# Written task
Please reproduce the listing below word for word, leaving out the pictures.

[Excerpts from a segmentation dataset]
= = = = =
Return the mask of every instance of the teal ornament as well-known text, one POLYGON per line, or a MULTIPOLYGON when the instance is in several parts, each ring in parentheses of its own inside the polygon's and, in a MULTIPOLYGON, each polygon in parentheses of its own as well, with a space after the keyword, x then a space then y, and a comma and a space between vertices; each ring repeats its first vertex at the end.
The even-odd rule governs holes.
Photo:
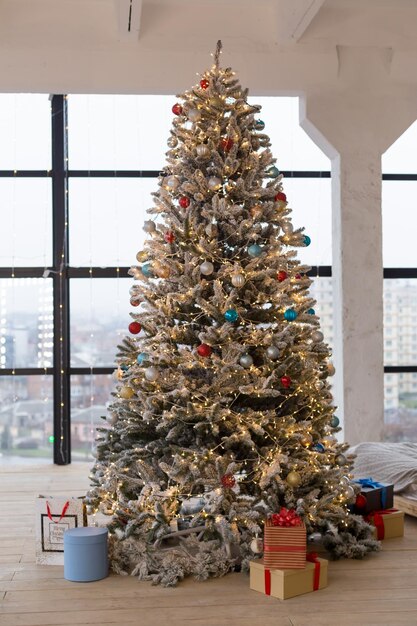
POLYGON ((261 254, 262 254, 261 246, 258 246, 257 243, 252 244, 248 248, 248 254, 249 254, 249 256, 252 256, 254 258, 256 258, 258 256, 261 256, 261 254))
POLYGON ((138 362, 138 365, 143 365, 144 363, 149 361, 149 354, 147 352, 141 352, 140 354, 138 354, 136 360, 138 362))
POLYGON ((228 309, 224 314, 224 319, 226 320, 226 322, 236 322, 238 317, 239 314, 236 309, 228 309))
POLYGON ((275 167, 275 165, 271 165, 266 168, 265 176, 268 176, 268 178, 277 178, 279 176, 279 169, 275 167))
POLYGON ((145 265, 142 265, 141 270, 144 276, 153 276, 152 266, 150 263, 145 263, 145 265))
POLYGON ((284 317, 289 322, 292 322, 298 317, 298 313, 294 309, 287 309, 284 313, 284 317))

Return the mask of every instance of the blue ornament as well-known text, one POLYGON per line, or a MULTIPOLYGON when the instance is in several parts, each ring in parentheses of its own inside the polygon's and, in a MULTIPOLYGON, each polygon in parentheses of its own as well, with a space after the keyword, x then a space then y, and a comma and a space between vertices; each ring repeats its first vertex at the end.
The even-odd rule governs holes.
POLYGON ((275 167, 275 165, 270 165, 270 167, 267 167, 265 170, 265 176, 268 176, 268 178, 277 178, 279 176, 279 169, 275 167))
POLYGON ((289 322, 292 322, 293 320, 295 320, 297 316, 298 316, 298 313, 297 311, 294 311, 294 309, 287 309, 284 313, 285 319, 288 320, 289 322))
POLYGON ((226 320, 226 322, 236 322, 238 317, 239 314, 236 309, 228 309, 224 314, 224 319, 226 320))
POLYGON ((149 361, 149 354, 147 352, 141 352, 137 356, 138 365, 143 365, 146 361, 149 361))
POLYGON ((262 254, 261 246, 258 246, 257 243, 252 244, 248 248, 248 254, 249 254, 249 256, 253 256, 253 257, 261 256, 261 254, 262 254))
POLYGON ((144 276, 153 276, 152 266, 150 263, 145 263, 144 265, 142 265, 141 270, 144 276))
POLYGON ((340 420, 337 417, 337 415, 333 415, 332 419, 330 420, 330 426, 332 428, 337 428, 340 424, 340 420))

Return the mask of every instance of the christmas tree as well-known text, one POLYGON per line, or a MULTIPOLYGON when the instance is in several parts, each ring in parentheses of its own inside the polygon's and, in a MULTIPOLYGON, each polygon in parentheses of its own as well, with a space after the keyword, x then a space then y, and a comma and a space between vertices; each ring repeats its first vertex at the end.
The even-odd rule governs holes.
POLYGON ((220 47, 172 108, 88 494, 112 516, 113 568, 163 585, 247 567, 282 507, 336 556, 378 545, 348 510, 334 370, 296 258, 310 238, 220 47))

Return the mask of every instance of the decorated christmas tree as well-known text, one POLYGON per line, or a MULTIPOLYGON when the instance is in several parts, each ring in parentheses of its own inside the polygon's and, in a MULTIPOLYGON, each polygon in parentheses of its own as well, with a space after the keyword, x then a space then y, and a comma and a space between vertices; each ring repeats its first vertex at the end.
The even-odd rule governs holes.
POLYGON ((310 238, 219 55, 172 107, 87 499, 111 516, 115 571, 163 585, 247 567, 282 507, 335 556, 378 545, 348 510, 334 368, 296 255, 310 238))

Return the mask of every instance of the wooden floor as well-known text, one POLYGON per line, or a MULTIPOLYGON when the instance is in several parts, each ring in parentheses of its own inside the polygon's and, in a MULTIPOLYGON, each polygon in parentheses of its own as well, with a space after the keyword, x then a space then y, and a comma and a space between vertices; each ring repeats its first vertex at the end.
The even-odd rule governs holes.
POLYGON ((34 496, 79 495, 89 466, 0 468, 0 626, 417 625, 417 519, 406 536, 365 561, 329 564, 329 586, 284 602, 249 590, 245 574, 176 589, 131 577, 71 583, 63 567, 37 566, 34 496))

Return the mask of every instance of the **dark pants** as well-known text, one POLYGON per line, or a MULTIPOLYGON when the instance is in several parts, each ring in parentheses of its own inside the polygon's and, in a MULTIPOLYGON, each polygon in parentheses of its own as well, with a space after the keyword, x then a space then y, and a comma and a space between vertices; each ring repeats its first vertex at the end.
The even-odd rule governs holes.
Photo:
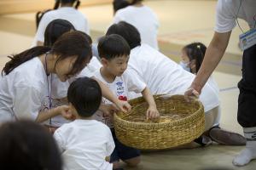
POLYGON ((243 128, 256 127, 256 44, 244 51, 241 71, 237 120, 243 128))

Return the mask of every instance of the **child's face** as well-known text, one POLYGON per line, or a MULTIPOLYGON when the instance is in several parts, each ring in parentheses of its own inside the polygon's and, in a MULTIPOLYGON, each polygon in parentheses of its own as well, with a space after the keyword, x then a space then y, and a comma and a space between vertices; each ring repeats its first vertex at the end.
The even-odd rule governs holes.
POLYGON ((181 59, 184 63, 189 63, 189 58, 187 55, 187 53, 185 52, 185 50, 182 50, 182 55, 181 55, 181 59))
POLYGON ((102 63, 107 71, 115 76, 120 76, 127 69, 129 55, 122 55, 119 57, 115 57, 111 60, 107 60, 106 59, 102 60, 102 63))

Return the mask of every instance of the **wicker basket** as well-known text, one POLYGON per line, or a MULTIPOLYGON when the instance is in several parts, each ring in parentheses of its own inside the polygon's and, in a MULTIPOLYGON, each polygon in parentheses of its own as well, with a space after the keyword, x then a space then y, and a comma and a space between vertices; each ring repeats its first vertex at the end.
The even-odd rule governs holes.
POLYGON ((204 108, 200 101, 187 103, 183 95, 154 98, 160 114, 154 122, 145 121, 148 105, 142 97, 129 101, 132 106, 129 113, 114 114, 115 133, 121 143, 140 150, 162 150, 188 144, 204 132, 204 108))

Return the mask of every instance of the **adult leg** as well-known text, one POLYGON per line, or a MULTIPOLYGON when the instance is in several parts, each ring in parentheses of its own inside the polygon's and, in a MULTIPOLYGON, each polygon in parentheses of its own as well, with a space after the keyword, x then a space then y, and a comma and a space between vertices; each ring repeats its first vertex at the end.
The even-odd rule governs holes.
POLYGON ((233 160, 244 166, 256 159, 256 44, 245 50, 242 58, 242 79, 238 83, 237 120, 243 127, 246 148, 233 160))

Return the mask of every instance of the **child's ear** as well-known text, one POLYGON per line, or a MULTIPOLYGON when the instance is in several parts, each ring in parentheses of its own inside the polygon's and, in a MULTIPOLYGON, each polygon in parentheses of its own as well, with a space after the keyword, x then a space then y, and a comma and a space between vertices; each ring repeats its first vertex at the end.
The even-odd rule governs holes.
POLYGON ((107 65, 108 63, 108 60, 105 59, 105 58, 102 58, 102 59, 101 59, 101 62, 102 62, 102 65, 107 65))

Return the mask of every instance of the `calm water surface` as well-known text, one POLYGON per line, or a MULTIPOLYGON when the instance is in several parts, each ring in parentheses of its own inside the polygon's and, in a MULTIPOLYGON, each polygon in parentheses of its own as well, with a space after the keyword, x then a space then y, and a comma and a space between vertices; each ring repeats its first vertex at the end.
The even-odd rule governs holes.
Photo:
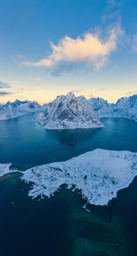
= = = = =
# Task output
Return the mask of every instance of the teal ornament as well-known text, one POLYGON per line, or a MULTIPOLYGON when the instance is in several parts, each ring in parentheses of its own inside the polygon's and, in a MULTIPOLYGON, each polygon in parentheses of its own as well, with a space after the keyword, x then a space then y, and a comma and a space between vertices; each ring repeats its first vertex at the end.
The even-odd rule governs holes.
Photo:
POLYGON ((261 254, 262 254, 261 246, 258 246, 257 243, 252 244, 248 248, 248 254, 249 254, 249 256, 252 256, 254 258, 256 258, 258 256, 261 256, 261 254))
POLYGON ((138 362, 138 365, 143 365, 144 363, 149 361, 149 354, 147 352, 141 352, 140 354, 138 354, 136 360, 138 362))
POLYGON ((228 309, 224 314, 224 319, 226 320, 226 322, 236 322, 238 317, 239 314, 236 309, 228 309))
POLYGON ((275 167, 275 165, 271 165, 266 168, 265 176, 268 176, 268 178, 277 178, 279 176, 279 169, 275 167))
POLYGON ((145 265, 142 265, 141 270, 144 276, 153 276, 152 266, 150 263, 145 263, 145 265))
POLYGON ((284 317, 289 322, 292 322, 298 317, 298 313, 294 309, 287 309, 284 313, 284 317))

Return the mask of every instance of the blue ornament as well-known text, one POLYGON per line, or a MULTIPOLYGON when the instance is in several parts, each ring in parentheses of its own inside the polygon's and, in a MULTIPOLYGON, each polygon in parentheses of its own as well, with a space after the keyword, x then a space then y, and a comma and a space between vertices; each ring repeats its first vertex at the end.
The even-odd rule governs holes.
POLYGON ((275 167, 275 165, 270 165, 270 167, 267 167, 265 170, 265 176, 268 176, 268 178, 277 178, 279 176, 279 169, 275 167))
POLYGON ((289 322, 292 322, 293 320, 295 320, 297 316, 298 316, 298 313, 297 311, 294 311, 294 309, 287 309, 284 313, 285 319, 288 320, 289 322))
POLYGON ((226 320, 226 322, 236 322, 238 317, 239 314, 236 309, 228 309, 224 314, 224 319, 226 320))
POLYGON ((149 361, 149 354, 147 352, 141 352, 137 356, 138 365, 143 365, 146 361, 149 361))
POLYGON ((262 254, 261 246, 258 246, 257 243, 252 244, 248 248, 248 254, 249 254, 249 256, 253 256, 253 257, 261 256, 261 254, 262 254))
POLYGON ((144 276, 153 276, 152 266, 150 263, 145 263, 144 265, 142 265, 141 270, 144 276))
POLYGON ((340 420, 337 417, 337 415, 333 415, 332 419, 330 420, 330 426, 332 428, 337 428, 340 424, 340 420))

Return the mask of every instance of the christmas tree as well-known text, one POLYGON per line, or a MULTIPOLYGON when the instance is in several parts, each ring in parentheses of its own inside the polygon's and, in a MULTIPOLYGON, each polygon in parentheses of its own as well, with a space after the keyword, x then a space then y, and a comma and a space between vertices; each ring repeats its first vertex at the end.
The even-odd rule governs holes.
POLYGON ((220 47, 172 108, 88 494, 112 516, 113 568, 163 585, 247 567, 282 507, 336 556, 378 545, 348 510, 334 370, 296 258, 310 238, 220 47))

Return the mask of every instance of the decorated christmas tree as well-known text, one POLYGON per line, or a MULTIPOLYGON when the instance is in several parts, each ring in parentheses of its own inside the polygon's and, in a MULTIPOLYGON, each polygon in parentheses of its own as well, with a space after the keyword, x then a space then y, and a comma and a space between vertices; each ring repeats its first vertex at the end.
The even-odd rule governs holes.
POLYGON ((310 238, 219 55, 172 107, 87 499, 111 516, 115 571, 163 585, 247 567, 282 507, 335 556, 378 545, 348 510, 334 368, 296 255, 310 238))

Return the mask of every instance of the wooden floor as well-known text, one POLYGON per line, or a MULTIPOLYGON when the instance is in several parts, each ring in parentheses of its own inside the polygon's and, in a MULTIPOLYGON, each polygon in parentheses of its own as well, with a space after the keyword, x then a space then y, and a comma and a space between vertices; each ring repeats its first vertex at the end.
The even-odd rule governs holes.
POLYGON ((34 496, 79 495, 89 466, 0 468, 0 626, 417 625, 417 519, 406 536, 365 561, 329 564, 329 586, 284 602, 249 590, 245 574, 176 589, 131 577, 71 583, 63 567, 37 566, 34 496))

Return the mask of every instance of the **dark pants** as well-known text, one POLYGON per line, or a MULTIPOLYGON when the instance is in several parts, each ring in parentheses of its own inside the polygon's and, in a MULTIPOLYGON, each polygon in parentheses of its own as well, with a space after the keyword, x then a space then y, and a comma and a space between vertices; each ring repeats its first vertex at the end.
The even-odd rule governs holes.
Photo:
POLYGON ((243 128, 256 127, 256 44, 244 51, 241 71, 237 120, 243 128))

Return the mask of every instance of the **child's face** as well-known text, one POLYGON per line, or a MULTIPOLYGON when the instance is in several parts, each ring in parentheses of its own inside the polygon's and, in a MULTIPOLYGON, each polygon in parentheses of its own as well, with a space after the keyword, x then a space then y, and a comma and a space between vertices; each ring repeats its first vertex at the end.
The even-odd rule governs holes.
POLYGON ((181 59, 184 63, 189 63, 189 58, 187 55, 187 53, 185 52, 185 50, 182 50, 182 55, 181 55, 181 59))
POLYGON ((102 63, 107 71, 115 76, 120 76, 127 69, 129 55, 122 55, 119 57, 115 57, 111 60, 107 60, 106 59, 102 60, 102 63))

Return the mask of every instance of the **wicker basket** as well-known text, one POLYGON per line, or a MULTIPOLYGON when the instance is in several parts, each ring in parentheses of its own inside the polygon's and, in a MULTIPOLYGON, each polygon in parentheses of its own as well, with a space after the keyword, x then a space then y, and a comma and a space between vertices; each ring repeats its first vertex at the end.
The even-odd rule governs holes.
POLYGON ((204 108, 200 101, 187 103, 183 95, 154 98, 160 114, 154 122, 145 121, 148 105, 142 97, 129 101, 132 106, 129 113, 114 114, 115 133, 121 143, 140 150, 162 150, 188 144, 204 132, 204 108))

Return the mask of every instance of the **adult leg** as well-known text, one POLYGON per line, or a MULTIPOLYGON when the instance is in several parts, each ring in parentheses of its own inside the polygon's and, in a MULTIPOLYGON, each polygon in parentheses of its own as well, with a space after the keyword, x then a space then y, and a comma and a space between vertices; each ring repeats its first vertex at the end.
The even-odd rule governs holes.
POLYGON ((233 160, 244 166, 256 159, 256 44, 245 50, 242 58, 242 79, 238 83, 237 120, 243 127, 246 148, 233 160))

Return the mask of every instance of the **child's ear** as well-known text, one POLYGON per line, or a MULTIPOLYGON when the instance is in several parts, each ring in parentheses of its own inside the polygon's and, in a MULTIPOLYGON, each polygon in parentheses of its own as well, with a space after the keyword, x then a space then y, and a comma and a space between vertices; each ring repeats its first vertex at the end.
The even-odd rule governs holes.
POLYGON ((107 65, 108 63, 108 60, 105 59, 105 58, 102 58, 102 59, 101 59, 101 62, 102 62, 102 65, 107 65))

Return the mask of every instance of the `calm water surface` as well-known text, one POLYGON per line, or a MULTIPOLYGON when the instance is in several parts, each ring in parentheses of its own inside the polygon's and, in a MULTIPOLYGON, each polygon in parentheses of its own as well, with a space after the keyword, x then a space then y, and a comma and a space between vertices; each ring repeats its first vertex at the end.
The even-odd rule governs holes.
Photo:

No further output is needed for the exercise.